• CONSEGNA: Per favore, riscrivi senza tralasciarne nessuna le righe dalla riga che contiene "Look at the photograph above. For each instance of the brick" fino alla riga che contiene "x=59, y=156" compresa. Diminuisci di 7 ogni coordinata dei punti nelle risposte e lascia invariato ogni altro numero.

(Righe contenute in un dataset)
——

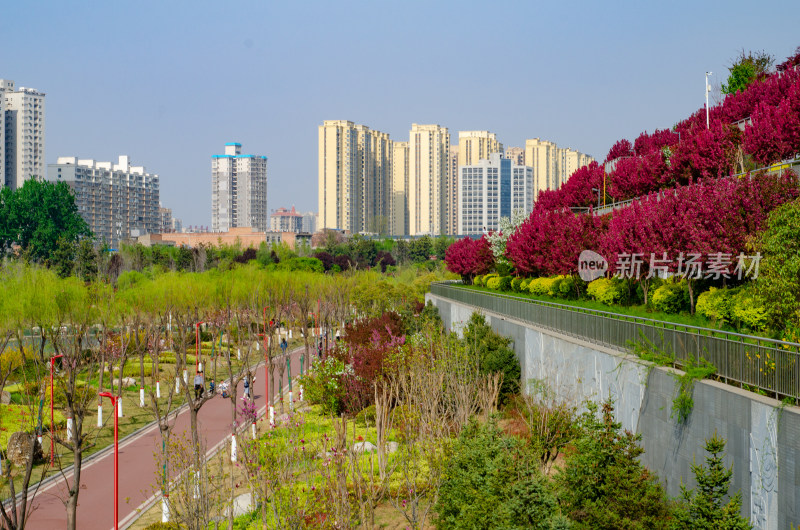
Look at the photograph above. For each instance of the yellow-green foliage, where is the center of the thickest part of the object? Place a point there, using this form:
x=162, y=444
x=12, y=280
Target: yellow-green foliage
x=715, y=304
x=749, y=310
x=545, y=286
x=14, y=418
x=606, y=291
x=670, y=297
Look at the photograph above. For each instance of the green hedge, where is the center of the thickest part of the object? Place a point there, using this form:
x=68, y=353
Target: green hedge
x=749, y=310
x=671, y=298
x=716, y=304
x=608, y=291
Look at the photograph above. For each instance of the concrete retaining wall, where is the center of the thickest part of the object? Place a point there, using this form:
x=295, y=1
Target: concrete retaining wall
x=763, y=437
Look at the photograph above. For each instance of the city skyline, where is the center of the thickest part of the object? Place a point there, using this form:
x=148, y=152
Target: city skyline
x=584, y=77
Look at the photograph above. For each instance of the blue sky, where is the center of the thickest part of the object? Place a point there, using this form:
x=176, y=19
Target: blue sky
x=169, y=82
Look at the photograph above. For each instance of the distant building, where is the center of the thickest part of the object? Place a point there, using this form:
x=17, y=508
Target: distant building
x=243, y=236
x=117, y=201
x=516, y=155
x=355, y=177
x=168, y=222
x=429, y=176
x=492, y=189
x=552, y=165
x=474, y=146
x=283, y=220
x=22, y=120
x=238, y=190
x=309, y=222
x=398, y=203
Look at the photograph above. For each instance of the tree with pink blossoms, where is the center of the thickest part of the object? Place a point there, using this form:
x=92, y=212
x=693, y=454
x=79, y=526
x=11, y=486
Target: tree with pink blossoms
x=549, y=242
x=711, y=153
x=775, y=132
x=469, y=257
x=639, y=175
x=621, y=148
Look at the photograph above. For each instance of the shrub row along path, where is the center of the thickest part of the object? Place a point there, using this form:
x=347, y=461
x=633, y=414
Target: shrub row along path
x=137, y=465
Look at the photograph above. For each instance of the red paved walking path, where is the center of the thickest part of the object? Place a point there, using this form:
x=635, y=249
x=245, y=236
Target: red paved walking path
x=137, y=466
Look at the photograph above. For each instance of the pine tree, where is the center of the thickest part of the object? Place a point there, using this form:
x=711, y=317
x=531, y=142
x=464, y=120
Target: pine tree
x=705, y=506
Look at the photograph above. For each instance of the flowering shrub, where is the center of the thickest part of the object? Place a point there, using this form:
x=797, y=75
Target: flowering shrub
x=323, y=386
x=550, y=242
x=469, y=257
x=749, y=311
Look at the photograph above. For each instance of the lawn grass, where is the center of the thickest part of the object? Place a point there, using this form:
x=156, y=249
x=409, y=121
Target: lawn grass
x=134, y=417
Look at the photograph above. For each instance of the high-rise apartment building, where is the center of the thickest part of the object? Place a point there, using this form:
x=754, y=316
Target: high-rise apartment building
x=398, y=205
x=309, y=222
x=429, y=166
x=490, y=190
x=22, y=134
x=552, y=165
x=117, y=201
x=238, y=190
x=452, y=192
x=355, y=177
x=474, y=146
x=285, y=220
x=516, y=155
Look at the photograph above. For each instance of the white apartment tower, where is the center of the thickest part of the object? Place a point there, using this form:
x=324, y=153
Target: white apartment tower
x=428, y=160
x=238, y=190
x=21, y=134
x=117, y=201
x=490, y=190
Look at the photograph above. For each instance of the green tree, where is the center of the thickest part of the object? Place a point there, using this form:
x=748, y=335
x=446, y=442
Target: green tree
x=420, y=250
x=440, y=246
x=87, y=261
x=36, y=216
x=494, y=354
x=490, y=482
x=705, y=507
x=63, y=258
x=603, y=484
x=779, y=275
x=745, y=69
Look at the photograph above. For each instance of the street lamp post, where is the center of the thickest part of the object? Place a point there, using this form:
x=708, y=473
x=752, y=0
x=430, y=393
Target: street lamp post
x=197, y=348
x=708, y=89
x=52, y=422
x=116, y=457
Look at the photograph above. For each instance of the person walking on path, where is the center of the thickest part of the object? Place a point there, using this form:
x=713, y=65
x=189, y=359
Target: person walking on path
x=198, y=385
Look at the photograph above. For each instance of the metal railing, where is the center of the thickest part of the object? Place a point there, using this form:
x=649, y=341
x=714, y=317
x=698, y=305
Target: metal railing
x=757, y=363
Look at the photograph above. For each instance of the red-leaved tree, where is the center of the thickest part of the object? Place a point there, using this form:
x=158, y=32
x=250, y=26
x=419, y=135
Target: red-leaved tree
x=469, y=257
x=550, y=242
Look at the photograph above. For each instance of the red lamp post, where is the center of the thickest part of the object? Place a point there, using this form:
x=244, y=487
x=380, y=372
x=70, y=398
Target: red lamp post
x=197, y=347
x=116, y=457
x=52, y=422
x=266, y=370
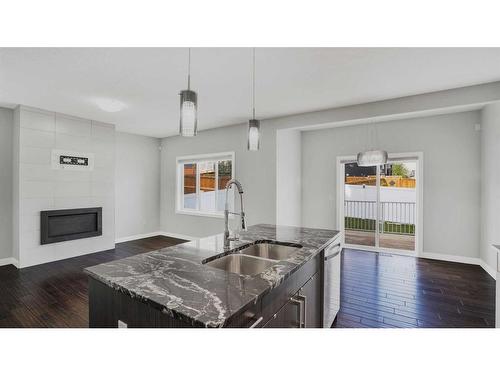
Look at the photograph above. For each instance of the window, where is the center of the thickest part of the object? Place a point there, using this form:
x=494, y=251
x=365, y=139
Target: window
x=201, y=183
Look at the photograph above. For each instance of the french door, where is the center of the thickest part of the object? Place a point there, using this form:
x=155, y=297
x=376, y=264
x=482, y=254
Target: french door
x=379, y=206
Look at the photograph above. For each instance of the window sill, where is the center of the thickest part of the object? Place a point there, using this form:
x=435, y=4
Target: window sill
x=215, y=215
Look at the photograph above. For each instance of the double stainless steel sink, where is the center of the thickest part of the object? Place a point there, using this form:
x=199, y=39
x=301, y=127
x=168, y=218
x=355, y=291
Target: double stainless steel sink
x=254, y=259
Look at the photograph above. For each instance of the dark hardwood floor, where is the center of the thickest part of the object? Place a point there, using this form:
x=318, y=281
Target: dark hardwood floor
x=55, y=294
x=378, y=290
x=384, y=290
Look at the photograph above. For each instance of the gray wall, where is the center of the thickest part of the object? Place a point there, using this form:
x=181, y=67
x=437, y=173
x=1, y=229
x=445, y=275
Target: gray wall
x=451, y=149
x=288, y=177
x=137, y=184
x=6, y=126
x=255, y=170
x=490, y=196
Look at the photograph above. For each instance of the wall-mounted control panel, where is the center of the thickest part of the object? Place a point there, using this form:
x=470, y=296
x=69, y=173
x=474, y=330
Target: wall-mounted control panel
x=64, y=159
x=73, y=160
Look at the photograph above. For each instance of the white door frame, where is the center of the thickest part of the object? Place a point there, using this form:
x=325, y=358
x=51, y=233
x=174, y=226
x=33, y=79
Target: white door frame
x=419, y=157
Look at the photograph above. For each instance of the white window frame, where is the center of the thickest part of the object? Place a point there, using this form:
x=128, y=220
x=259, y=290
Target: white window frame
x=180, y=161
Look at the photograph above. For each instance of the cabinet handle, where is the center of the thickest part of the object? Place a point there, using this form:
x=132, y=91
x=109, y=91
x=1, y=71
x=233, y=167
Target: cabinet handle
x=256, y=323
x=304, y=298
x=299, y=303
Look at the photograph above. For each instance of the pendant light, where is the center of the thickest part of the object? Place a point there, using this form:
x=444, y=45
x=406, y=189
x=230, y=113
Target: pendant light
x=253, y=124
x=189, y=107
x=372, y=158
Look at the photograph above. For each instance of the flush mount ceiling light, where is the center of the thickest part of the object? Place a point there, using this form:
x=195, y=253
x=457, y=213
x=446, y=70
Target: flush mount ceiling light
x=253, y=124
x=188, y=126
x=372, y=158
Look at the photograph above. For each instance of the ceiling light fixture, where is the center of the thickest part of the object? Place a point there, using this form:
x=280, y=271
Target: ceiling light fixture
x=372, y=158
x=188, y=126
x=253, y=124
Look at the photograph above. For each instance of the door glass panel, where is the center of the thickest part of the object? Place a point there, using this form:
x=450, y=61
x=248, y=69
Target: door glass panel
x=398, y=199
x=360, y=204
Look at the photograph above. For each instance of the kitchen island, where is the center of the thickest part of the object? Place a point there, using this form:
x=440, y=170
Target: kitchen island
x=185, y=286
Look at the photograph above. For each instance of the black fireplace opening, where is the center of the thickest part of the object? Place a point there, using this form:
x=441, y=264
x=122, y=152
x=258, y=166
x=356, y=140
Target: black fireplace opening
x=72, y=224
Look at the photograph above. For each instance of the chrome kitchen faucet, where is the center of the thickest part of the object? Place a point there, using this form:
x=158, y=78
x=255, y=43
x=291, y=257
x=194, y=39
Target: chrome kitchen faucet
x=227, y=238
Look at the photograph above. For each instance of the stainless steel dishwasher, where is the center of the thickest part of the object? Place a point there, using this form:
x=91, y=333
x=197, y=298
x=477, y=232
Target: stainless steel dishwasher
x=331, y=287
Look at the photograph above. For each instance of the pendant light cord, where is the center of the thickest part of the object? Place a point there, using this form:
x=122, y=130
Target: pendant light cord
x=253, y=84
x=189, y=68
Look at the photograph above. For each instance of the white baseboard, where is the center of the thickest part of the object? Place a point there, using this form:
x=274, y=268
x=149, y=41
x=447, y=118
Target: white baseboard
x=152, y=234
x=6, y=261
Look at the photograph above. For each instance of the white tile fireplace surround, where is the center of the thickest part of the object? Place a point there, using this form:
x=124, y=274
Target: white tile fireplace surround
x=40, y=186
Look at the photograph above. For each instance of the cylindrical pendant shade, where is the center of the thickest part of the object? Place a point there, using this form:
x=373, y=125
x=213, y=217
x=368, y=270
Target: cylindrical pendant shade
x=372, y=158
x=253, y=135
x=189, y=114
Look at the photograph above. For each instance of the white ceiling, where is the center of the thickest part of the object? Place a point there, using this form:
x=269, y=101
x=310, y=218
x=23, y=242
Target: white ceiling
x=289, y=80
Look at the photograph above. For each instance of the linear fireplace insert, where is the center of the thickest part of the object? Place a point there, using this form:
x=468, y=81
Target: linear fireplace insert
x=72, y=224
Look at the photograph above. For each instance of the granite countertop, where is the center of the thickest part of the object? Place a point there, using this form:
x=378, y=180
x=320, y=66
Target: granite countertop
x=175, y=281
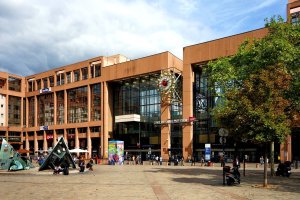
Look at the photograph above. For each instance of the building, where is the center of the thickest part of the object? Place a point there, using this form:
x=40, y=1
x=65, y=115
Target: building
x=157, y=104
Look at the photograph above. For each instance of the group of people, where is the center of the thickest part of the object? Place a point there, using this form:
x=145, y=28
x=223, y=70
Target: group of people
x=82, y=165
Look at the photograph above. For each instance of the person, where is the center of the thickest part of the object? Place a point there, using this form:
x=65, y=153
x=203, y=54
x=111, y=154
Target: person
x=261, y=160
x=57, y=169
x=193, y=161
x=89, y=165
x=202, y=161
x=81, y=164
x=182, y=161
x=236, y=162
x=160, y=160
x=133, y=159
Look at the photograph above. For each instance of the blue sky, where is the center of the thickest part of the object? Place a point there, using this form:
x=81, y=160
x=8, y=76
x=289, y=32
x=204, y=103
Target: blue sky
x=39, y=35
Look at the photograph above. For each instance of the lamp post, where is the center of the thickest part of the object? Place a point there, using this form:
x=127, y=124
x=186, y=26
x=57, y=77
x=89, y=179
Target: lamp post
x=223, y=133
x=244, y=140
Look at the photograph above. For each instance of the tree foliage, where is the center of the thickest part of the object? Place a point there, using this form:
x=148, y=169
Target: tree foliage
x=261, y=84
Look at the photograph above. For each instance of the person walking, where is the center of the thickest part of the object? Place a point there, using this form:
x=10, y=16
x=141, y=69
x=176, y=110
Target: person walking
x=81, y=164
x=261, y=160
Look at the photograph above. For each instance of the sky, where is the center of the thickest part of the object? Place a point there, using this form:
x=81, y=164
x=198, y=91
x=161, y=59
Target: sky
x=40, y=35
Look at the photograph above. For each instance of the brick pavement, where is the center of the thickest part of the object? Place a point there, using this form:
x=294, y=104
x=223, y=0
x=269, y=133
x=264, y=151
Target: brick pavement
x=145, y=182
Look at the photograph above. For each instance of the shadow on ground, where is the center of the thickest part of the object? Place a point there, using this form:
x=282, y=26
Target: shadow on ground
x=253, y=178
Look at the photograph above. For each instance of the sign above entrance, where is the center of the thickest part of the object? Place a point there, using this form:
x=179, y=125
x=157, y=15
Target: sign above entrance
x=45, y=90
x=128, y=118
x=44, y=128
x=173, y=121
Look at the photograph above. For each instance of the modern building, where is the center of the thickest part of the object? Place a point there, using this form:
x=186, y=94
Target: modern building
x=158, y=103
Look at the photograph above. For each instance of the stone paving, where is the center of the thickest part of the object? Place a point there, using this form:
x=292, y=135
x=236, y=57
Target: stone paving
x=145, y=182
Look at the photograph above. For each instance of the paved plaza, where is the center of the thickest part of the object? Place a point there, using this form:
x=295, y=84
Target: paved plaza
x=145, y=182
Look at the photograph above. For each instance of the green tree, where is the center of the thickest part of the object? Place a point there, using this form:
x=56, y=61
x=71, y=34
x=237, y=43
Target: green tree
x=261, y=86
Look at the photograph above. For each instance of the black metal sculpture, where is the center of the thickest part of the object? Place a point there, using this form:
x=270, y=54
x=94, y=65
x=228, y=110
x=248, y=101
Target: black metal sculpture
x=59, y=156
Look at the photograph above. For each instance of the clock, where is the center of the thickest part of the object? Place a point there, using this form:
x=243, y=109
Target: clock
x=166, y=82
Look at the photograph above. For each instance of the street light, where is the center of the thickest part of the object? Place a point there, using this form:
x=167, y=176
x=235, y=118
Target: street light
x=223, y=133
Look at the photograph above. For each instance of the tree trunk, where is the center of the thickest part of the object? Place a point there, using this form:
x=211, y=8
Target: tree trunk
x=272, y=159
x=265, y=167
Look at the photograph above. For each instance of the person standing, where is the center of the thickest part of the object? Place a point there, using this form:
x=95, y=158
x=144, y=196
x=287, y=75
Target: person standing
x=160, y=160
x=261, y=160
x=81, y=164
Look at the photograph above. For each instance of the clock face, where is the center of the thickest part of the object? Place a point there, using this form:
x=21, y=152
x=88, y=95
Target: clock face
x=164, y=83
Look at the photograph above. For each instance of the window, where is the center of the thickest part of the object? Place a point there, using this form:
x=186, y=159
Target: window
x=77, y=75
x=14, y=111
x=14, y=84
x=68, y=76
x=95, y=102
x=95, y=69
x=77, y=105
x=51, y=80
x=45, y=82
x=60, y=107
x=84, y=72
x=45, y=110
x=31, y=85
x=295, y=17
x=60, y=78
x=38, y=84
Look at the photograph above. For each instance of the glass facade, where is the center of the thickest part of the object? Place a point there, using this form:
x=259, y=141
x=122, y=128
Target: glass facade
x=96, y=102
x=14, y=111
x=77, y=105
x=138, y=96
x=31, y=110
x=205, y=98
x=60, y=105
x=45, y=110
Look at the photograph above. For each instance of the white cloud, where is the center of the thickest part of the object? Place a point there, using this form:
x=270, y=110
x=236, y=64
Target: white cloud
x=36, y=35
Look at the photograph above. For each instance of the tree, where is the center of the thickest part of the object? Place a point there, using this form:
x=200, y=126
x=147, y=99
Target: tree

——

• SVOLGIMENTO:
Look at the photograph above. For each instance of the brick pavement, where is the center of the thickest part of the object? Place a point there, using this form:
x=294, y=104
x=223, y=0
x=269, y=133
x=264, y=151
Target: brick pavement
x=138, y=175
Look at the photograph above. For each instance of the shadow on ground, where is the center of the thickest part of the object? Place a point there, using this form:
x=282, y=26
Target: shadow on ground
x=246, y=171
Look at the photograph above. For each instance of the sign above entrance, where is the center of the thickest part of the object? Place a point there, using this form:
x=179, y=125
x=157, y=15
Target: sign above entrance
x=38, y=83
x=121, y=111
x=37, y=121
x=166, y=114
Look at the photograph above. For each instance of the modern building, where is the center of the thickest part of the object? Place a point there, using this form:
x=186, y=94
Target: modern building
x=151, y=96
Look at the photograph above. For each instance of the stone paving, where is the center of the thickest part of the object? Place a point there, using this form:
x=292, y=135
x=236, y=57
Target: stone paving
x=138, y=175
Look at the photograph above. For each instance of the paved plaza, where is the center of the thickest part of the object? Place a point there, using this form:
x=295, y=84
Target: paved plaza
x=138, y=175
Look at the photograph above. For each instance of the green tree, where is the center of the thickest part of the object? Place a point there, using this form:
x=56, y=61
x=71, y=34
x=237, y=43
Target: green tree
x=254, y=79
Look at the photograph above. For each instance of the black metal sculpture, where is the center of the thickest part of the object? Place a point there, using this form:
x=270, y=54
x=94, y=65
x=228, y=110
x=248, y=101
Target: black metal sculpture
x=52, y=149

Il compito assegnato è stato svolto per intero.